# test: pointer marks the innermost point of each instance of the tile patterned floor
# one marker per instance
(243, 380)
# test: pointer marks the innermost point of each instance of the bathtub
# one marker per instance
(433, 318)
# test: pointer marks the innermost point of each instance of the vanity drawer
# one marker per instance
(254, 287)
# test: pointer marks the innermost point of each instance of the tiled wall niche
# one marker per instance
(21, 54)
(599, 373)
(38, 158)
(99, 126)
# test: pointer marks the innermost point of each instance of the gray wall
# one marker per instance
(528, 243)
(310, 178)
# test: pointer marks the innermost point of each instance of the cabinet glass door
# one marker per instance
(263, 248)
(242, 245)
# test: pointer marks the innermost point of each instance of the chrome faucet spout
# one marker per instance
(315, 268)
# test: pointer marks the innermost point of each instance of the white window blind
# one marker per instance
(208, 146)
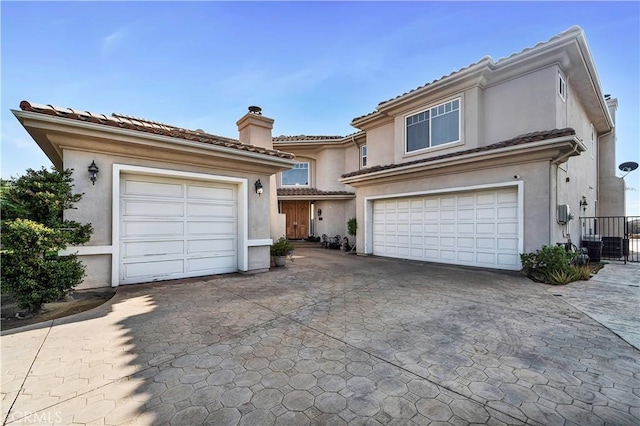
---*---
### Anforderung
Gib sämtliche Zeilen aller obigen Einträge als nummerierte Liste aus und lass dabei Leerzeilen weg. Die Bilder gehören nicht in die Antwort.

### Lösung der Aufgabe
1. # test: pointer marks the innermost point of each instance of the tile patterned floor
2. # one marker per instance
3. (243, 380)
4. # test: pointer marks the innermost point of each instance of the bathtub
5. # one marker per instance
6. (433, 318)
7. # test: pointer marks the innermost point of each instance of the vanity drawer
8. # one marker per instance
9. (254, 287)
10. # test: pointer marks the innermost point of each instance of the tiled wall niche
11. # one marker per instance
12. (21, 54)
13. (599, 373)
14. (38, 158)
15. (99, 126)
16. # test: pointer marks the innermost point of each instance of the gray wall
17. # one marker per instance
18. (528, 243)
19. (310, 178)
20. # test: pointer marks the innermost point of each instance of the cabinet glass door
21. # one marker per instance
22. (263, 248)
23. (242, 245)
24. # test: pointer marks the innermost point of each instance of the chrome faucet spout
25. # one marker per instance
26. (315, 268)
27. # test: pointer marks the innermost point of each instance of the white window blind
28. # one marker per instance
29. (208, 146)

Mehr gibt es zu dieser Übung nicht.